— Text segment —
-- -- --

Glossary¶

blob

An arbitrary file stored in Disco Distributed Filesystem.

See also Blobs.

client

The program which submits a job to the master.

data locality

Performing computation over a set of data near where the data is located. Disco preserves data locality whenever possible, since transferring data over a network can be prohibitively expensive when operating on massive amounts of data.

See locality of reference.

DDFS

See Disco Distributed Filesystem.

Erlang

garbage collection (GC)

DDFS has a tag-based filesystem, which means that a given blob could be addressed via multiple tags. This means that blobs can only be deleted once the last reference to it is deleted. DDFS uses a garbage collection procedure to detect and delete such unreferenced data.

grouping

A grouping operation is performed on the inputs to a stage; each resulting group becomes the input to a single task in that stage. A grouping operation is what connects two adjacent stages in a Disco pipeline together.

The possible grouping operations that can be done are split, group_node, group_label, group_node_label, and group_all.

group_all

A grouping operation that groups all the inputs to a stage into a single group, regardless of the labels and nodes of the inputs.

This grouping is typically used to define reduce stages that contain a single reduce task.

-- -- --

— Instruction A —
List every grouping operation that the glossary names as possible.
— Instruction B —
Using the glossary, say whether each statement agrees with it, and back each answer with the words that settle it: (i) DDFS can delete a blob as soon as any one of its tags is deleted. (ii) A client is the program that submits a job to the master. (iii) The group_all operation takes the labels of the inputs into account.

— Collected data —
-- -- --

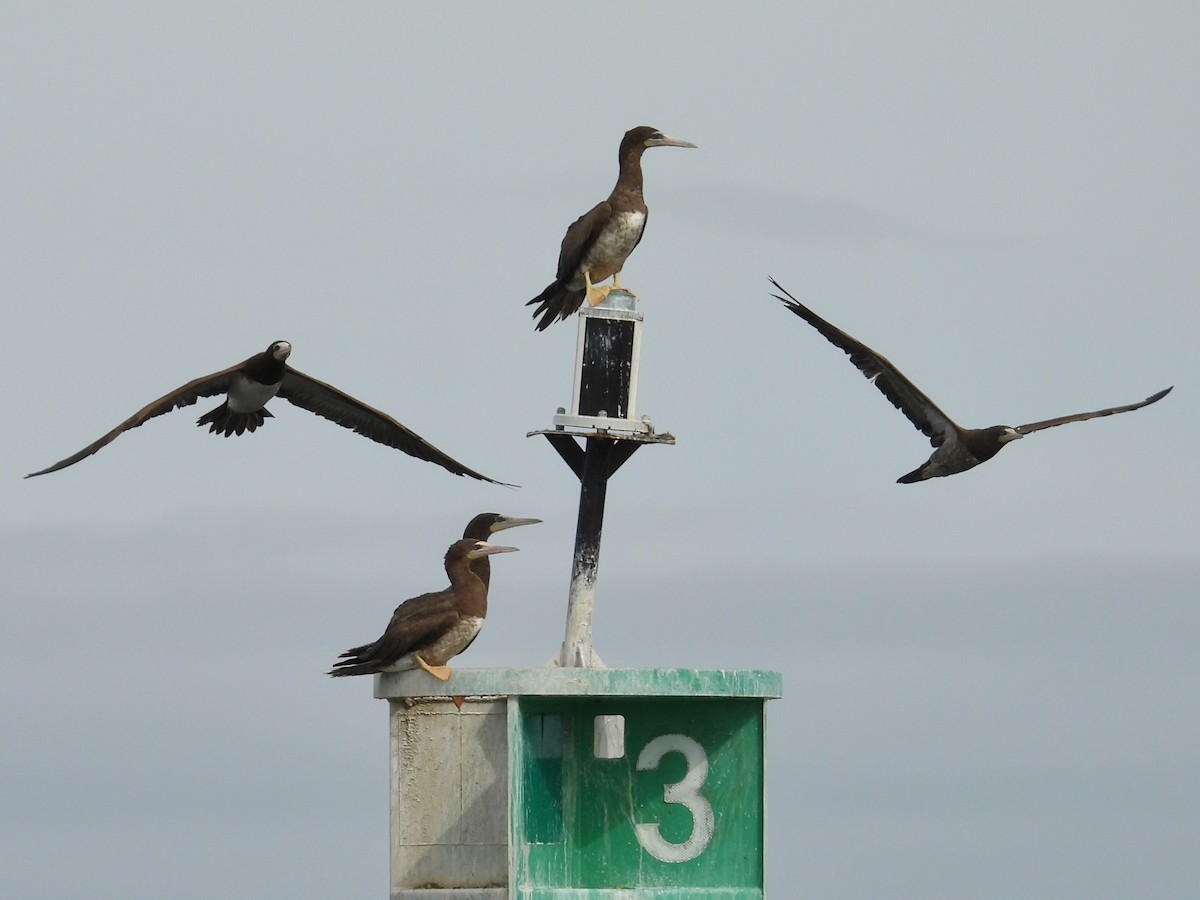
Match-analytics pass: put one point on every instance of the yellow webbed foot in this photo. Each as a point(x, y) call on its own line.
point(441, 672)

-- -- --

— Final answer A —
split, group_node, group_label, group_node_label, group_all

— Final answer B —
(i) No: "blobs can only be deleted once the last reference to it is deleted."
(ii) Yes: "The program which submits a job to the master."
(iii) No: "regardless of the labels and nodes of the inputs."